▶ _Source records_:
⁂
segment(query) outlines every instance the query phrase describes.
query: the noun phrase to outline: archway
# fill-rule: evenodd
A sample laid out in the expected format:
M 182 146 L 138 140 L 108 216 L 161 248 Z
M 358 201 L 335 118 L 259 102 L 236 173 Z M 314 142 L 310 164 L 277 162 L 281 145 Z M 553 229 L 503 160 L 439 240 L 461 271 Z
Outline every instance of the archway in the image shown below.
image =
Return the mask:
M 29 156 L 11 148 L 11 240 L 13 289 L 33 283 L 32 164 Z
⁂
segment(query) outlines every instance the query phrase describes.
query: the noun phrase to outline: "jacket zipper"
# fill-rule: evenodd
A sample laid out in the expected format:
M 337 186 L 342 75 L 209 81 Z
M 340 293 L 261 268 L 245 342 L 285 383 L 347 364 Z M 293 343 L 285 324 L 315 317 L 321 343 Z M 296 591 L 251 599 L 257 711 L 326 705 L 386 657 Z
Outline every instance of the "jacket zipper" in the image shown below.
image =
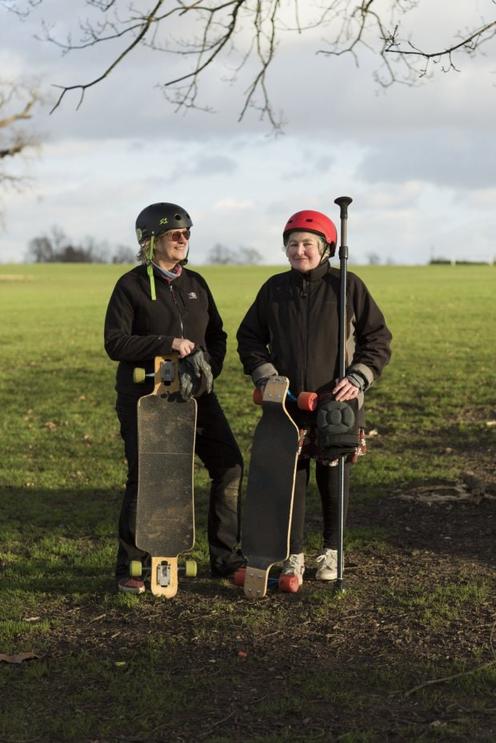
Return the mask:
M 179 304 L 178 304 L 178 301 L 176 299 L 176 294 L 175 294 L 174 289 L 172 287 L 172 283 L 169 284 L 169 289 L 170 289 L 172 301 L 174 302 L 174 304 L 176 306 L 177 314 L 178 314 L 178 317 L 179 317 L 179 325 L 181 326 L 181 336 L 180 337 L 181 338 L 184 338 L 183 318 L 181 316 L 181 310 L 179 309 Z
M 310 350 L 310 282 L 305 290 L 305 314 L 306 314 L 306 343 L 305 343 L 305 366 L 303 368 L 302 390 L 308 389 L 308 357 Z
⁂
▶ _THE TASK_: Across the data shown above, how many lines carry the string "zipper"? Reply with the figure by itself.

▶ _OUTPUT BELOW_: 2